PROVIDED RECORDS –
Content starts

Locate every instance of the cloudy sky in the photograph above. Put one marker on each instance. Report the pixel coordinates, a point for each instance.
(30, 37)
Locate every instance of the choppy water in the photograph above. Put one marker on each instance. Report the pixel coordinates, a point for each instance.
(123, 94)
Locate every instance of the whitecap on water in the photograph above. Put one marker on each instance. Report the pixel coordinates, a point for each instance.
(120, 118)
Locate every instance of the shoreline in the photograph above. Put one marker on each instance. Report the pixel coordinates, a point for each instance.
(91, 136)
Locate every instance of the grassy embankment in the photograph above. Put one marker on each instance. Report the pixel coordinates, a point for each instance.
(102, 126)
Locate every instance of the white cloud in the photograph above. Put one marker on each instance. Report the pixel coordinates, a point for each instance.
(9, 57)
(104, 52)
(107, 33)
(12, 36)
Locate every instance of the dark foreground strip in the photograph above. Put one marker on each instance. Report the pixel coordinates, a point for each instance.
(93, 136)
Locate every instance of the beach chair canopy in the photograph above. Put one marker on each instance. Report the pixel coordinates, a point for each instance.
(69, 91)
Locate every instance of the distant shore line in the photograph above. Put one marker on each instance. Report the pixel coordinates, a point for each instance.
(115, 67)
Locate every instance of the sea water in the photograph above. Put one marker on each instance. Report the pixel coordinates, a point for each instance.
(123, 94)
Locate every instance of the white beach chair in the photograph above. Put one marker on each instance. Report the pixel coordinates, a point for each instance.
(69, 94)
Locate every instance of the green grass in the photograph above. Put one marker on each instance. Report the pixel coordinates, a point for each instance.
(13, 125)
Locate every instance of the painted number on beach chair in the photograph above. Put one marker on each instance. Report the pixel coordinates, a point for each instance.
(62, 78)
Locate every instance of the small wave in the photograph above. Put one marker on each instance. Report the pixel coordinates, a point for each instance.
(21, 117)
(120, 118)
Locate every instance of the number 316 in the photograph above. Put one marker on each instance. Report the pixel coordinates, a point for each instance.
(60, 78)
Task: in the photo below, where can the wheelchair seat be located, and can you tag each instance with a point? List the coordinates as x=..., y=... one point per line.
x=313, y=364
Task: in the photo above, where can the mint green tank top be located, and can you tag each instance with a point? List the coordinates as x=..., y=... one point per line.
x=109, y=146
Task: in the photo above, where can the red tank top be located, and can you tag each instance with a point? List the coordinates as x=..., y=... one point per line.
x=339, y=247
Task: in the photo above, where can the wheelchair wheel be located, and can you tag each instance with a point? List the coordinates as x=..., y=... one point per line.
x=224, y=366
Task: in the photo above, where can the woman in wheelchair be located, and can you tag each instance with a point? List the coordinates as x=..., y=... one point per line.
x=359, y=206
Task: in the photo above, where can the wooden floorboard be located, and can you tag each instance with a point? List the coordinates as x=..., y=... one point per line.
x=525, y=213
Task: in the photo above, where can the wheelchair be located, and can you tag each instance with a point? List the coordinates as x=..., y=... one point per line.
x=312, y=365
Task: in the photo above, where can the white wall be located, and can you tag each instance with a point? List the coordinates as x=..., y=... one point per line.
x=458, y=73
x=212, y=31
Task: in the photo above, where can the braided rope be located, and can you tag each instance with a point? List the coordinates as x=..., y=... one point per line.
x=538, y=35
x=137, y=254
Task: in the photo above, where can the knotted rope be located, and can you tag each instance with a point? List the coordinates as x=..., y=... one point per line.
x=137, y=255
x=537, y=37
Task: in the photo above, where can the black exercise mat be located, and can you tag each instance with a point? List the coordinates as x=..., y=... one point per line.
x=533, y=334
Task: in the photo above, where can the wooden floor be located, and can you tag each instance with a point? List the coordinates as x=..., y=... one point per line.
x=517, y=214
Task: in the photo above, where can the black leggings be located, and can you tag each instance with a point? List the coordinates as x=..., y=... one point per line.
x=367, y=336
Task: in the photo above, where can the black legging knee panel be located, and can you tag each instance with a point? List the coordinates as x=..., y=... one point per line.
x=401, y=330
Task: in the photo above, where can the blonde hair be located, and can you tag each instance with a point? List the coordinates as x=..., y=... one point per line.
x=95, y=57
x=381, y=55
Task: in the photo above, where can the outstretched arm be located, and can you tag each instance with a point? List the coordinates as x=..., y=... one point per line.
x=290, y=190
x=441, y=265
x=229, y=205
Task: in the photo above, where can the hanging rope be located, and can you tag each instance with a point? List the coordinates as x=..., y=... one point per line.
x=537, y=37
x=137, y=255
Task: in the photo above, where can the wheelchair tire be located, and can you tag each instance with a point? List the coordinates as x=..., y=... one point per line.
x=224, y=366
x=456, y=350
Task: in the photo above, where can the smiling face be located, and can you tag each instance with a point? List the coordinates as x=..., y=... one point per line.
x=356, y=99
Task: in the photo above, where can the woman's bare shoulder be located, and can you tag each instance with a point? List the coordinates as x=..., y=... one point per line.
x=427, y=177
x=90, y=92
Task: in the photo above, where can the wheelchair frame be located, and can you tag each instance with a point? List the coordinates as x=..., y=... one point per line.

Content ends

BRIEF – Reproduce each entry exactly, with nothing missing.

TASK RESPONSE –
Locate every instance of the cloudy sky in the photograph above. Put one marker on each instance. Report the pixel coordinates, a point for each instance.
(30, 37)
Locate every instance of the choppy water in the photograph above. Put one marker on each instance. Report the pixel coordinates, a point for each instance.
(123, 94)
Locate every instance of the whitecap on water in the photograph above. Put one marker on each instance. Report the pixel coordinates, a point for each instance.
(120, 118)
Locate every instance of the shoreline in the photograph above. Put one marker on each instance. Report the pixel coordinates, a point for each instance.
(91, 136)
Locate every instance of the grassy embankment in the photograph above. Put one marker on each instance. Report the pixel coordinates, a point for each instance.
(102, 126)
Locate every instance of the white cloud in the photograph above. Put one marker on each instance. Report the pixel coordinates, a point for each instance.
(9, 57)
(104, 52)
(107, 33)
(12, 36)
Locate every instance of the dark foreground strip in the photograph above. Put one marker on each instance. Report the pixel coordinates, a point for each instance.
(93, 136)
Locate every instance of the beach chair canopy in the photograph above. Put one marker on each instance. Report the pixel coordinates, a point for each instance.
(69, 91)
Locate every instance of the distant shore line in the photograph above. Put one marker on each instance. Report the pixel coordinates, a point for each instance.
(115, 67)
Locate every instance of the sea water in the photograph above. Put one marker on each instance. Report the pixel coordinates, a point for each instance.
(123, 94)
Locate every instance of the white beach chair in the photograph above. Put one marker on each instance. Report the pixel coordinates, a point for each instance.
(69, 94)
Locate every instance of the green grass in the photograph above. Put one marker on each instance. Report the pixel coordinates, a point for each instance.
(13, 125)
Locate every instance of the painted number on beach chair in the photograph above. Put one marker on each instance. Report the pixel coordinates, a point for each instance.
(62, 78)
Locate every instance of the small wave in the photograph above. Put one marker on each instance. Report the pixel coordinates, a point for each instance.
(21, 117)
(120, 118)
Locate every instance of the number 316 in the photograph above. Put one marker on each instance. Report the pixel coordinates, a point for each instance.
(60, 78)
Task: in the photo below, where can the wheelchair seat be located, and can you tag each instance with a point? List the coordinates as x=..., y=... one point per line.
x=313, y=364
Task: in the photo above, where can the mint green tank top be located, and can you tag each instance with a point? List the coordinates as x=..., y=... one point per line.
x=109, y=146
Task: in the photo above, where can the red tank top be located, and can you tag each instance with a point? List the coordinates as x=..., y=... one point per line.
x=339, y=247
Task: in the photo above, where can the wheelchair wheel be located, and can you tag each instance with a point? List the coordinates as x=..., y=... one point per line.
x=224, y=366
Task: in the photo above, where can the woman in wheelchair be located, and can you tag each instance with a point? List the coordinates as x=..., y=... one point per line.
x=359, y=206
Task: in the photo above, where can the wooden floorboard be located, and can you tag each instance with a point? List the coordinates as x=..., y=... one point per line.
x=525, y=213
Task: in the photo above, where can the wheelchair be located, and can you tag each instance with a point? List the coordinates as x=..., y=... one point per line.
x=312, y=365
Task: in the photo above, where can the white wall be located, and can you tag each instance with a point? List the coordinates as x=..., y=... one point per line.
x=458, y=73
x=212, y=31
Task: in the photo above, where can the braided rope be located, and can you tag each instance with a point? List the coordinates as x=..., y=... one point per line.
x=538, y=35
x=137, y=254
Task: in the photo above, where can the knotted rope be located, and can you tag each instance with a point? List the coordinates as x=..., y=... one point per line.
x=137, y=255
x=537, y=37
Task: in the photo above, where can the black exercise mat be located, and can you tag each instance with a point? List the coordinates as x=..., y=... one point per line.
x=533, y=334
Task: in the photo above, where can the wooden floor be located, and can you tag each instance with a point? List the coordinates as x=..., y=... one point per line.
x=517, y=214
Task: in the photo above, where can the black leggings be located, and can you tag each instance with a point? List the coordinates as x=..., y=... one point per line.
x=367, y=336
Task: in the photo above, where can the black legging knee panel be located, and can you tag each instance with a point? List the coordinates as x=..., y=... one point per line.
x=401, y=330
Task: in the photo above, where can the blonde hair be located, and can you tag each instance with a point? List the coordinates as x=..., y=... one point per line.
x=95, y=57
x=381, y=55
Task: in the photo above, where can the outstretched arm be located, and can you tag each instance with a point? List the coordinates as x=..., y=... one point per line.
x=290, y=190
x=441, y=265
x=229, y=205
Task: in the photo above, where can the hanging rope be located, and can you tag each instance with a point? List the coordinates as x=..., y=... one point per line.
x=537, y=37
x=137, y=255
Task: in the photo above, where can the wheelchair tire be located, and can you tag each instance with a point? List the coordinates as x=..., y=... one point per line.
x=224, y=366
x=456, y=350
Task: in the photo above, where can the smiling face be located, and can you tag each instance with a point? List the coordinates as x=..., y=... one point per line.
x=356, y=99
Task: in the photo above, where can the woman's bare shoulder be located, and can you tag each instance with a point? List the coordinates as x=..., y=... one point per line.
x=427, y=177
x=90, y=92
Task: in the photo above, where can the wheelchair frame be located, and can you tag each instance with a point? List the coordinates as x=..., y=... one point per line.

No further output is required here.